Print, exactly as they appear in the listing below, the lines from the line with "Query: concrete floor" to the line with "The function MUST return, for every instance of the wooden", with both end lines kept.

==================================================

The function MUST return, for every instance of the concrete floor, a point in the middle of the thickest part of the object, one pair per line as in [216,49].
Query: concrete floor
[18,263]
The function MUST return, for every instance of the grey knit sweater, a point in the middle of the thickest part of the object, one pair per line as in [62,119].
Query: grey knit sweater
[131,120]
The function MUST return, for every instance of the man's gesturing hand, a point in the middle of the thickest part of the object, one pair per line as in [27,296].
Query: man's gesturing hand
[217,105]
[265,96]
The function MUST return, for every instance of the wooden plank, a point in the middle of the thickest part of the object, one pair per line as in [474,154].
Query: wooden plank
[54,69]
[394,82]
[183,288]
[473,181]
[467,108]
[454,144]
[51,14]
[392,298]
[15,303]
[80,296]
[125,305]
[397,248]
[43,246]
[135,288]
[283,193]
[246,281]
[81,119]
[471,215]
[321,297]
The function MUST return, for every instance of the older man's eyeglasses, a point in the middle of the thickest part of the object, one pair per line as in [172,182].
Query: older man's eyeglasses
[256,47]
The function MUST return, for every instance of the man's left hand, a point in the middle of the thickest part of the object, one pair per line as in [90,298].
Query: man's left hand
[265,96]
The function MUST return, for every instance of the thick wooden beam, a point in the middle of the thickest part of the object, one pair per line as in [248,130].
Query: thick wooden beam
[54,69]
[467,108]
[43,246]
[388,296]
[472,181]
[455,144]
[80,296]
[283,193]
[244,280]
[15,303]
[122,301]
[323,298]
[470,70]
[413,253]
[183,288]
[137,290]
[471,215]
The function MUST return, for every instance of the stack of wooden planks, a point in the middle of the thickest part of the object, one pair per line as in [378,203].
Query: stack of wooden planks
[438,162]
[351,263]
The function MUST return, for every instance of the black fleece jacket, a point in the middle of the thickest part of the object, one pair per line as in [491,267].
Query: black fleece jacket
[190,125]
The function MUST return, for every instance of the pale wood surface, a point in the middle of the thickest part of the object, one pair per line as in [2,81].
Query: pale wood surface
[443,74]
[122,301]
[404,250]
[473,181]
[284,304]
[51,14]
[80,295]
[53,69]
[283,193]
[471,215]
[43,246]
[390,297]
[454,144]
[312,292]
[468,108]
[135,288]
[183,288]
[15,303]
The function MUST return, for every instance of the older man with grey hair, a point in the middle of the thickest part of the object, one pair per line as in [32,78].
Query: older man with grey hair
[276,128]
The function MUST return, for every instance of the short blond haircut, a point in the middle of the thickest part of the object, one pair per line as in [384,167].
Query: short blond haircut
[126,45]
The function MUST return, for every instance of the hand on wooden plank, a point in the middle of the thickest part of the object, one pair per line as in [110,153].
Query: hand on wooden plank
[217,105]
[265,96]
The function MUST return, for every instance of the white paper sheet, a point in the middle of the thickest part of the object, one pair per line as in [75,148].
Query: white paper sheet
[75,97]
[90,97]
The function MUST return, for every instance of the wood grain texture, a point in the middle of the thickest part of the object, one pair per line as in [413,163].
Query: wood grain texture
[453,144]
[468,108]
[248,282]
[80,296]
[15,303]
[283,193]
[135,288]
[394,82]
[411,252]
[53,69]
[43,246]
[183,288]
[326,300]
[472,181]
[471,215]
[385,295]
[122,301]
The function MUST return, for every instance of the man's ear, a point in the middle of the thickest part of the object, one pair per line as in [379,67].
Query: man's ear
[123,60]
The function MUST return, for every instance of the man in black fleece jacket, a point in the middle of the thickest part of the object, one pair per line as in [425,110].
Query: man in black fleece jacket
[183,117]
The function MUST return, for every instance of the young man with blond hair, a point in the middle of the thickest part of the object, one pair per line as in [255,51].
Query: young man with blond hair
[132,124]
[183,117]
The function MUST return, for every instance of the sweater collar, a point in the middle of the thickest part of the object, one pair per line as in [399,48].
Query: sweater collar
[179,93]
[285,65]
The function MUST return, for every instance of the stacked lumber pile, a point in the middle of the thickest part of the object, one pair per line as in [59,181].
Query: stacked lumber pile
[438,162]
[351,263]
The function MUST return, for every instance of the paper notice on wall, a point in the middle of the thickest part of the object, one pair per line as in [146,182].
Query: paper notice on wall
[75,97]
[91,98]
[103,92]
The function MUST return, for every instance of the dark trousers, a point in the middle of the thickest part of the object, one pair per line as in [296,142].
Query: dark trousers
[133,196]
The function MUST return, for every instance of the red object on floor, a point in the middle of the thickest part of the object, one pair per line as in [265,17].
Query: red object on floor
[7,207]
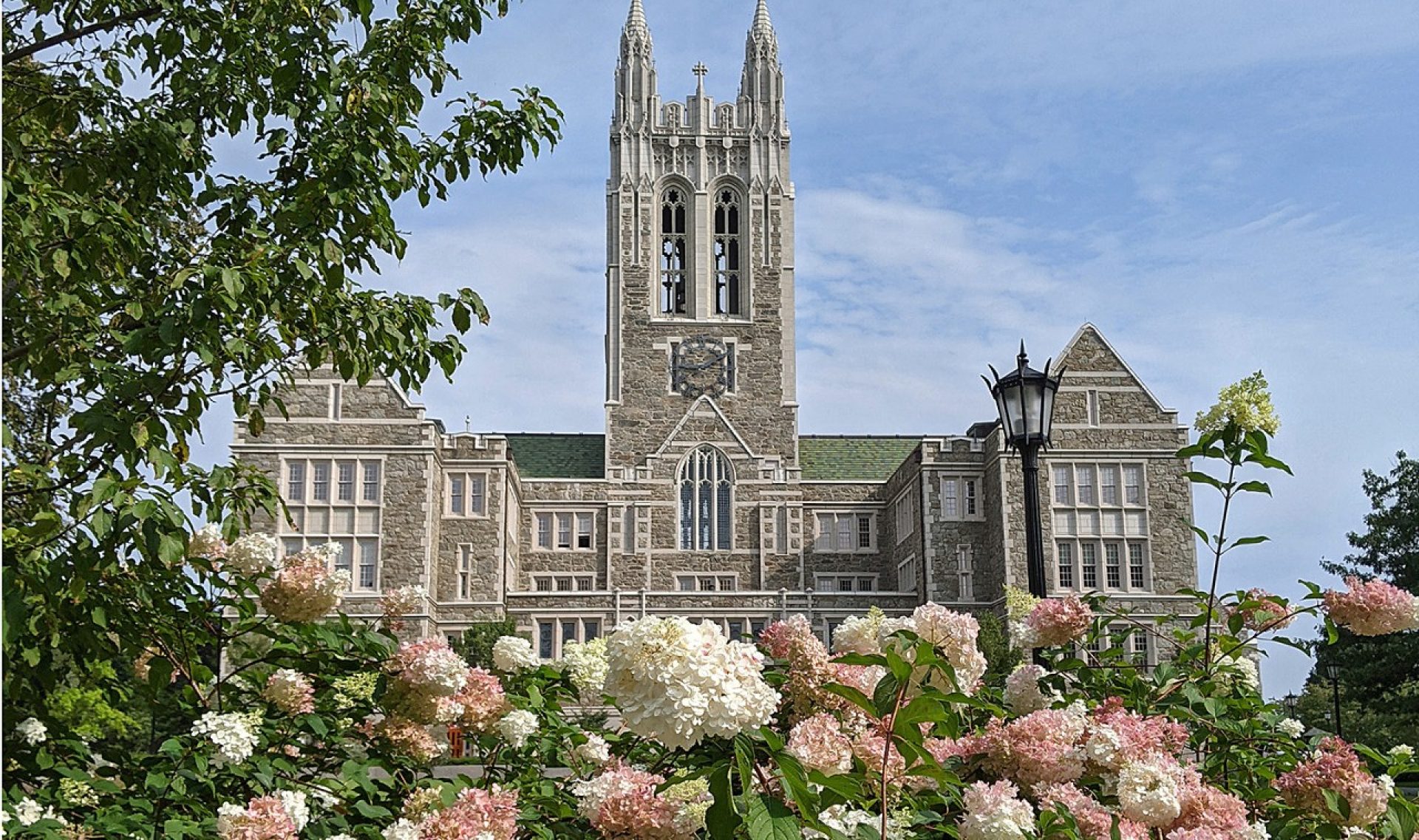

==================================================

**Answer section**
Query: concrete floor
[18,263]
The function MUST return, for every instance of the grey knit sweater, a point in the middle of the thickest part of the object, one pair per line as in [62,119].
Query: grey knit sweater
[131,120]
The function MUST return, for every instance of the man's gesturing hand, a point in the middle of the thickest part of the object, one pair per line as in [27,296].
Query: man's gesturing hand
[217,105]
[265,96]
The function MUST return, for every instance of the wooden plank, a point in the middle of the thickest part of the object, one pair per line as in [474,154].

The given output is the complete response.